# Input on Brimstone's park in TN



## Hulksmash (Jun 8, 2013)

Thinking about heading out there in April. I wanted to see if anybody has ever been there before and what you thought about the experience. What are some of the highlights of the place, any cons? How does it stack up against Hatfield Mccoys in WV and are the trails and terrain real similar overall?


----------



## team_mudnut (Mar 6, 2013)

Hulksmash said:


> Thinking about heading out there in April. I wanted to see if anybody has ever been there before and what you thought about the experience. What are some of the highlights of the place, any cons? How does it stack up against Hatfield Mccoys in WV and are the trails and terrain real similar overall?


I live 45 min from there. Me personally dont care for it. Its expensive to ride almost 30 dollars for a day pass. Royal blue is better hands down and a day pass is like 10 dollars. Royal blue has over 600 miles of trail everything from mild to wild and some decent mud pits too.


----------



## 2010Bruterider (Jun 20, 2010)

We went a few years back. People were freaking out over my 31" laws. They kept asking "what kinda tires are those?" Everyone up there had 27" trail tires or smaller. The creeks were filled with big rocks . Like basketball sized, not sand like ours in MS. Not so fun on a lifted brute with huge tires. Lol. We had a good time though. Stoney mountain trails and plenty enough to get lost.

===

**SHORT PROBLEM A**
Revise the records from the line containing "[point] at the medicine" down through the end of the records, replacing "pixel coordinates" with "image coordinates" and leaving everything else unchanged.
The forum thread and the records come from unrelated sources.

(Dataset excerpts on pointing at objects)

===

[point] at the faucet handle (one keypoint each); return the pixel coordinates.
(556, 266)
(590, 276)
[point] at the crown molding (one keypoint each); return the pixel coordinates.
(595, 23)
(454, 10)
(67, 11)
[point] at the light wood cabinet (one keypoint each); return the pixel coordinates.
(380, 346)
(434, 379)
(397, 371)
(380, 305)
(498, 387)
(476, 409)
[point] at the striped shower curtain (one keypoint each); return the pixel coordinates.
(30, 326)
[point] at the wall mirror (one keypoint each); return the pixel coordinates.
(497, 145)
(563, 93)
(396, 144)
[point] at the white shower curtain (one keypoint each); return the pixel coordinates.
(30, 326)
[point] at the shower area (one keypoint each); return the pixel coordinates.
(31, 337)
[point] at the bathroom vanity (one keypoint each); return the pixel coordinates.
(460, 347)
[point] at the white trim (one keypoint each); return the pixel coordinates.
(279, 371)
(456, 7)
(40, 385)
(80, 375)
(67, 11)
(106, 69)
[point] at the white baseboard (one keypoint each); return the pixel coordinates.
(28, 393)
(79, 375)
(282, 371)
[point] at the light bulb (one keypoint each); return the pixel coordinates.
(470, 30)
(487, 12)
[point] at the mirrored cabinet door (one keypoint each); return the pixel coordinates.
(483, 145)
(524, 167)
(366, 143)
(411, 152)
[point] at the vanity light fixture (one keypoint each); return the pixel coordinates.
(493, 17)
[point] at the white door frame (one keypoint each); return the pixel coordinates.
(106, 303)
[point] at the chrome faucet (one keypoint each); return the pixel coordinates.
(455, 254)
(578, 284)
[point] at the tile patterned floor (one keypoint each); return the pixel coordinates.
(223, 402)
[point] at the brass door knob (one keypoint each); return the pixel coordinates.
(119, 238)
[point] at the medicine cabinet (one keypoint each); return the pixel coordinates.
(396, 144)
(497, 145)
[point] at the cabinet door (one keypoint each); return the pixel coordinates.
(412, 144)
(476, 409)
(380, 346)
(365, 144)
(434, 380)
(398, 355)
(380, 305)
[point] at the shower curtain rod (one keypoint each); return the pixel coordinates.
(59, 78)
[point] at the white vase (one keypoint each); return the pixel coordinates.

===

**SHORT PROBLEM B**
In the Brimstone thread, how much does team_mudnut say a day pass at Royal Blue costs?

**CORRECT ANSWER A**
[point] at the medicine cabinet (one keypoint each); return the image coordinates.
(396, 144)
(497, 145)
[point] at the cabinet door (one keypoint each); return the image coordinates.
(412, 144)
(476, 409)
(380, 346)
(365, 144)
(434, 380)
(398, 355)
(380, 305)
[point] at the shower curtain rod (one keypoint each); return the image coordinates.
(59, 78)
[point] at the white vase (one keypoint each); return the image coordinates.

**CORRECT ANSWER B**
Around 10 dollars.